*PROVIDED ENTRIES*
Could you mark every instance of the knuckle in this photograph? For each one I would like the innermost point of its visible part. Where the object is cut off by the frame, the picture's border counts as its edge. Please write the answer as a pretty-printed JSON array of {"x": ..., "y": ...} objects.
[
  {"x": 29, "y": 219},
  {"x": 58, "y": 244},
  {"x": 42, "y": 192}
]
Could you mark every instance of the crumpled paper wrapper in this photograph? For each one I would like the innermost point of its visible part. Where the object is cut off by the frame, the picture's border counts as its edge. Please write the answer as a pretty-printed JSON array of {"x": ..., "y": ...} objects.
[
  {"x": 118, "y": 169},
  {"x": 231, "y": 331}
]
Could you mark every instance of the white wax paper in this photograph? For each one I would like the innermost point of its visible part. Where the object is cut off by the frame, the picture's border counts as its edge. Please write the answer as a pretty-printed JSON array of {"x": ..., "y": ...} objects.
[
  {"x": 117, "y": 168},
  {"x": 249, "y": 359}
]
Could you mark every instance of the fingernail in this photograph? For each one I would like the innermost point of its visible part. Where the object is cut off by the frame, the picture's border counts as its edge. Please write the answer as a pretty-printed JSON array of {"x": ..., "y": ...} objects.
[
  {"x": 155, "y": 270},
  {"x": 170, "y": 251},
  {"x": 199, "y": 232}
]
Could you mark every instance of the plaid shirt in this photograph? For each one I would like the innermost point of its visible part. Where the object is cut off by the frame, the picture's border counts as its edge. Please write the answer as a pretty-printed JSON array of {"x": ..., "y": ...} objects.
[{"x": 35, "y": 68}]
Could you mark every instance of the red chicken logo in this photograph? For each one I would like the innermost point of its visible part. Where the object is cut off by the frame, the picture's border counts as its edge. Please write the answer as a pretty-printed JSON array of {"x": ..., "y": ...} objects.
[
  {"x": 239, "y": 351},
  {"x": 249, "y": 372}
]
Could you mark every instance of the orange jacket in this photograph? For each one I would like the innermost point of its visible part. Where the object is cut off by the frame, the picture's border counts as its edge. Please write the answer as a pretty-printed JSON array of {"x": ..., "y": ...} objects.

*TRY IT*
From start to finish, retype the records above with complete accuracy.

*SOLUTION TO THE EXERCISE*
Could you mark every instance of the knuckle in this photograph? For each one I would like the innermost point of its visible part. Where the object is cut off by the frame, the picture's border counts as its edge. Please write the answer as a pretty-printed JSON array of {"x": ..., "y": ...} objects.
[
  {"x": 29, "y": 219},
  {"x": 58, "y": 244},
  {"x": 42, "y": 192}
]
Could you mark every instance of the crumpled paper wrapper in this photograph? For each one I would like the innermost point of its visible part. Where the object is cut off by the frame, the picture's border counts as its edge. Please write the answer as a pretty-printed JSON array of {"x": ..., "y": ...} objects.
[
  {"x": 118, "y": 169},
  {"x": 231, "y": 331}
]
Could you mark every instance of the white wax paper in this photograph? For each one I would like the innermost point of its visible part. Where the object is cut off by the frame, the picture's border counts as its edge. Please write the answer as a pretty-printed JSON array of {"x": ..., "y": ...} objects.
[
  {"x": 117, "y": 168},
  {"x": 249, "y": 359}
]
Could you mark every instance of the fingernail in this photograph? For each one I would like the innermost point of its visible part. Where the object is cut off by the frame, the picture's border counts as its edge. Please write the answer as a pretty-printed JSON array of {"x": ..., "y": ...} objects.
[
  {"x": 155, "y": 270},
  {"x": 170, "y": 251},
  {"x": 199, "y": 232}
]
Could you mark every instance of the plaid shirt in this photograph? For each one I would like the innermost point of its visible part. Where the object is cut off by the frame, the picture's border counts as its edge. Please write the answer as a pretty-printed JSON array of {"x": ..., "y": ...} objects.
[{"x": 35, "y": 68}]
Could you mark every instance of the red chicken logo in this photograph? For each one I would like the innermost point of its visible part. Where the object is cut off by the frame, the picture's border counts as its edge. Please write the answer as a pretty-printed JSON array of {"x": ..., "y": ...} objects.
[
  {"x": 239, "y": 351},
  {"x": 249, "y": 372}
]
Could you mark every instance of the orange jacket in this photograph? For each one I would like the innermost point of its visible part. Where the object is cut off by the frame, the picture's border counts as its edge. Please write the answer as a pretty-printed JSON array of {"x": ..., "y": ...} objects.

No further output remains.